## [WHAT IS NEEDED]
Images must not appear in your copy; reproduce every other part of the records exactly.

## [RECORDS TO PROCESS]
════════

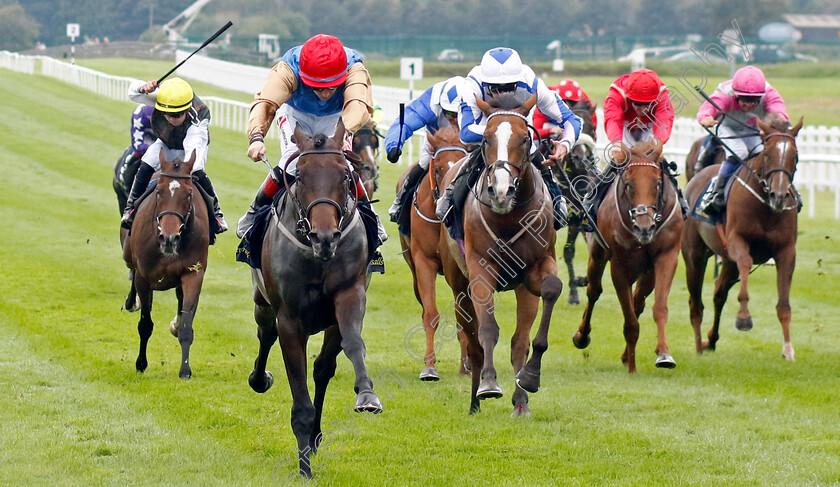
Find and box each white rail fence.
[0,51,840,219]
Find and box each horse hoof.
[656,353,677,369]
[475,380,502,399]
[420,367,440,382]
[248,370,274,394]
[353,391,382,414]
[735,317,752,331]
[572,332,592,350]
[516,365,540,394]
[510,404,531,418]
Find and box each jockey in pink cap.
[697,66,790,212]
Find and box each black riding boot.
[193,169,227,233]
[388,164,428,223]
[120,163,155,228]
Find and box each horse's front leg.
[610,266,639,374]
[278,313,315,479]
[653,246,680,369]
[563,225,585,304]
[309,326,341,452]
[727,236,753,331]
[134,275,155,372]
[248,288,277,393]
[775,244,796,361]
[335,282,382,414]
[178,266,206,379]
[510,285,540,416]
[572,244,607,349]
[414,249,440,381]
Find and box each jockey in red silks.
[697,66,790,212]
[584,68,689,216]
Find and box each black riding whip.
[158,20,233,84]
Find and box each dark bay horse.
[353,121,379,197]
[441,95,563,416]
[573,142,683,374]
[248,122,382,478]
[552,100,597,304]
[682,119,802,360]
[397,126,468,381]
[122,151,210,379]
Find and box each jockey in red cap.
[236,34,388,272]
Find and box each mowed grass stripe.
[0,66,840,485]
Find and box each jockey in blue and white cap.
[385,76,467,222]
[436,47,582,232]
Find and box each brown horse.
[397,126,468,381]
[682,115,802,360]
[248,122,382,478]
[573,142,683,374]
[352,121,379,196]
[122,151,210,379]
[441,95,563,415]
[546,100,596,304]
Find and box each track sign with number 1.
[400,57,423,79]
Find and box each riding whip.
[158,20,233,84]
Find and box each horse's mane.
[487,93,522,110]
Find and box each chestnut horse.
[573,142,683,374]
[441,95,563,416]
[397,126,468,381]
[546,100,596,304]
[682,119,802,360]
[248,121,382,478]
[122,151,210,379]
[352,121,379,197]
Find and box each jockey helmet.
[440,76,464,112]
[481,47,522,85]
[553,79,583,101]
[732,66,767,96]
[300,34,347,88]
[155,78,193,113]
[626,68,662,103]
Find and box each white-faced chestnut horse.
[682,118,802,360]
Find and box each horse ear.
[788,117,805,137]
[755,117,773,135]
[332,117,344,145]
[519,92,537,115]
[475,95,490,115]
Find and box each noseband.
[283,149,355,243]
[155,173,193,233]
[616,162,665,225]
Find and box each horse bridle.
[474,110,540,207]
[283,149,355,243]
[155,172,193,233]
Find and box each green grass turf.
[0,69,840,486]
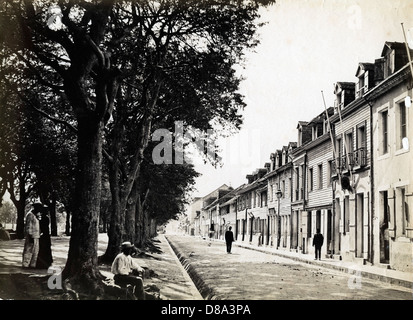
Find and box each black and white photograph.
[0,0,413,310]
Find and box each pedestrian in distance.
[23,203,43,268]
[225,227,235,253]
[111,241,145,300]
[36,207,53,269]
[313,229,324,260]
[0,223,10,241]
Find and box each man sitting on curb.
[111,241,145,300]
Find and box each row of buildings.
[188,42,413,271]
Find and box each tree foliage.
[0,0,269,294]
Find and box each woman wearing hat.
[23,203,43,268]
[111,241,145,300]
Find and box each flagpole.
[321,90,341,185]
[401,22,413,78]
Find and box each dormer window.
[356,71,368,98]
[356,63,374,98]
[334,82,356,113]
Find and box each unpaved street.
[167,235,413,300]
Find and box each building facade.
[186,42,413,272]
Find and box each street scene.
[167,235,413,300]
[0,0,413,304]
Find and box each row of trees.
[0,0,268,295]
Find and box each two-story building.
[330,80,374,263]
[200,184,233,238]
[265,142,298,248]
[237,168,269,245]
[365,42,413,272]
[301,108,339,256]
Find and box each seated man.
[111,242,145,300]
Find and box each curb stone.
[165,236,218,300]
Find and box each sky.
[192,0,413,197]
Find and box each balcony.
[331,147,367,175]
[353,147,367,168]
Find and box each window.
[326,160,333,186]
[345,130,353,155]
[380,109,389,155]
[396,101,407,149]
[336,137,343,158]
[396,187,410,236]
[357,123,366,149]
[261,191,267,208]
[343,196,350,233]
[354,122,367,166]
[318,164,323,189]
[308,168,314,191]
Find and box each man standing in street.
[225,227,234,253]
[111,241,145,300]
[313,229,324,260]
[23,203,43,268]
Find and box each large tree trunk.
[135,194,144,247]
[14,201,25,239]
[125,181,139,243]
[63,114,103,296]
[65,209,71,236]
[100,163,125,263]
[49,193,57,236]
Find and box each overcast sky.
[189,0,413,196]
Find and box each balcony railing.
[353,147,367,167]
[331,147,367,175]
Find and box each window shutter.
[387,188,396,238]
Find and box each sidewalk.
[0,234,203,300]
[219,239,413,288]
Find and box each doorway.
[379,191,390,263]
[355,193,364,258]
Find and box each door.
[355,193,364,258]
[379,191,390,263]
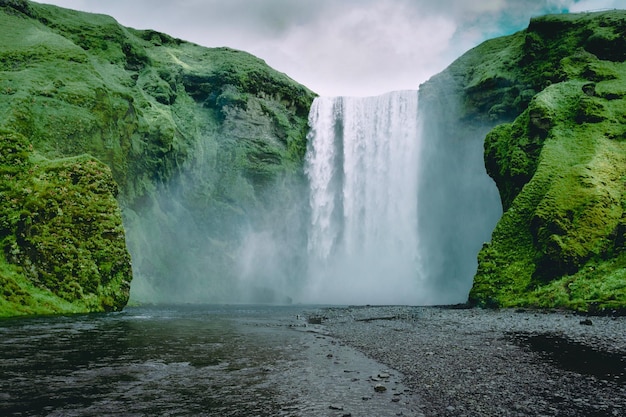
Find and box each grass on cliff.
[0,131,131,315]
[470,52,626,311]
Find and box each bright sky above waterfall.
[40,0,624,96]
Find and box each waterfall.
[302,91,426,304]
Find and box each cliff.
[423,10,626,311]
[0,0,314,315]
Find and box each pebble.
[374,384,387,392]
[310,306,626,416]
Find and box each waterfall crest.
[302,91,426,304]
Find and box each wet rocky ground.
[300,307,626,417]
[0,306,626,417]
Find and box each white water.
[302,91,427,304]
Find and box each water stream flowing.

════════

## [FINAL RESULT]
Find and box each white rail fence.
[0,51,840,219]
Find and box each horse hoof.
[656,353,677,369]
[475,380,502,399]
[420,367,440,382]
[248,370,274,394]
[353,391,382,414]
[735,317,752,331]
[572,332,592,350]
[516,365,540,394]
[510,404,531,418]
Find and box each jockey in pink cap.
[697,66,790,212]
Find and box each black riding boot.
[193,169,227,233]
[388,164,428,223]
[120,163,155,228]
Find and box each horse's front leg.
[610,266,639,374]
[278,313,315,479]
[653,246,680,369]
[563,225,585,304]
[309,326,341,452]
[727,236,753,331]
[134,275,155,372]
[248,288,277,393]
[775,244,796,361]
[335,282,382,414]
[178,266,206,379]
[510,285,540,416]
[572,244,607,349]
[414,249,440,381]
Find and box each jockey in red silks.
[697,66,790,212]
[584,68,689,216]
Find and box each black riding whip.
[158,20,233,84]
Find and box each dark bay horse.
[353,121,379,197]
[441,95,563,416]
[573,142,683,374]
[248,122,382,478]
[552,100,597,304]
[682,119,802,360]
[397,126,468,381]
[122,151,210,379]
Find and box each jockey in red cap.
[236,34,388,272]
Find and box each mowed grass stripe.
[0,66,840,485]
Find and box each jockey in blue and white cap.
[385,76,467,222]
[436,47,582,232]
Find and box each brown horse.
[397,126,468,381]
[682,115,802,360]
[248,122,382,478]
[573,142,683,374]
[352,121,379,196]
[122,151,210,379]
[441,95,563,415]
[546,100,596,304]
Find and box each track sign with number 1.
[400,57,423,79]
Find and box each riding whip.
[158,20,233,84]
Find and box each horse's mane.
[487,93,522,110]
Find and box each chestnut horse.
[573,142,683,374]
[441,95,563,416]
[397,126,468,381]
[546,100,596,304]
[682,119,802,360]
[248,121,382,478]
[122,151,210,379]
[352,121,379,197]
Find and box each jockey helmet.
[440,76,464,112]
[481,47,522,85]
[553,79,583,101]
[732,66,767,96]
[300,34,347,88]
[155,78,193,113]
[626,68,662,103]
Find and box each white-faced chestnut horse.
[682,118,802,360]
Find and box each horse ear.
[788,117,805,137]
[755,117,773,135]
[332,117,344,145]
[519,92,537,115]
[475,95,490,115]
Find and box each noseband.
[283,149,355,243]
[155,173,193,233]
[616,162,665,225]
Find and box each horse bridle.
[474,110,540,207]
[283,149,355,243]
[155,172,193,233]
Find and box each green grass turf.
[0,69,840,486]
Find and box each black and white photograph.
[0,0,413,310]
Find and box each pedestrian in distance.
[23,203,43,268]
[225,227,235,253]
[111,241,145,300]
[36,207,53,269]
[313,229,324,260]
[0,223,10,241]
Find and box each man sitting on curb.
[111,241,145,300]
Find and box each row of buildings.
[188,42,413,271]
Find and box each tree foliage.
[0,0,269,294]
Find and box each woman wearing hat.
[23,203,43,268]
[111,241,145,300]
Find and box each flagpole.
[321,90,341,185]
[401,22,413,78]
Find and box each dormer window.
[356,71,368,98]
[356,63,374,98]
[334,82,356,113]
Find and box each unpaved street.
[167,235,413,300]
Find and box each building facade.
[186,42,413,272]
Find and box each street scene.
[167,235,413,300]
[0,0,413,304]
Find and box each row of trees.
[0,0,268,295]
Find and box each two-story building.
[330,80,374,263]
[200,184,233,238]
[265,142,298,248]
[237,168,269,245]
[365,42,413,272]
[301,108,339,256]
Find and box each seated man.
[111,242,145,300]
Find and box each curb stone.
[165,236,218,300]
Find and box each sky.
[192,0,413,197]
Find and box each balcony.
[331,147,367,175]
[353,147,367,168]
Find and box each window.
[326,160,333,186]
[345,130,353,155]
[380,109,389,155]
[396,101,407,149]
[336,137,343,158]
[396,187,410,236]
[357,123,366,149]
[261,191,267,208]
[343,196,350,233]
[354,122,367,166]
[318,164,323,189]
[308,168,314,191]
Find and box each man standing in street.
[225,227,234,253]
[111,241,145,300]
[313,229,324,260]
[23,203,43,268]
Find and box each large tree trunk.
[135,194,144,247]
[14,201,25,239]
[125,181,139,243]
[63,114,103,296]
[65,209,71,236]
[100,163,125,263]
[49,193,57,236]
Find and box each overcast sky.
[189,0,413,196]
Find and box each balcony railing.
[353,147,367,167]
[331,147,367,175]
Find and box each window shutter.
[387,188,396,238]
Find and box each sidewalk.
[0,234,203,300]
[219,239,413,288]
Find and box each doorway.
[379,191,390,263]
[355,193,364,258]
Find and box each door.
[355,193,364,258]
[379,191,390,263]
Find and box each grass on cliff.
[0,131,131,315]
[470,52,626,311]
Find and box each bright sky above waterfall.
[40,0,624,96]
Find and box each waterfall.
[302,91,426,304]
Find and box each cliff.
[423,10,626,311]
[0,0,314,315]
Find and box each pebble.
[374,384,387,392]
[310,306,626,416]
Find and box each waterfall crest.
[302,91,426,304]
Find and box each wet rocky ground.
[300,307,626,417]
[0,306,626,417]
Find and box each white water.
[302,91,427,304]
Find and box each water stream flowing.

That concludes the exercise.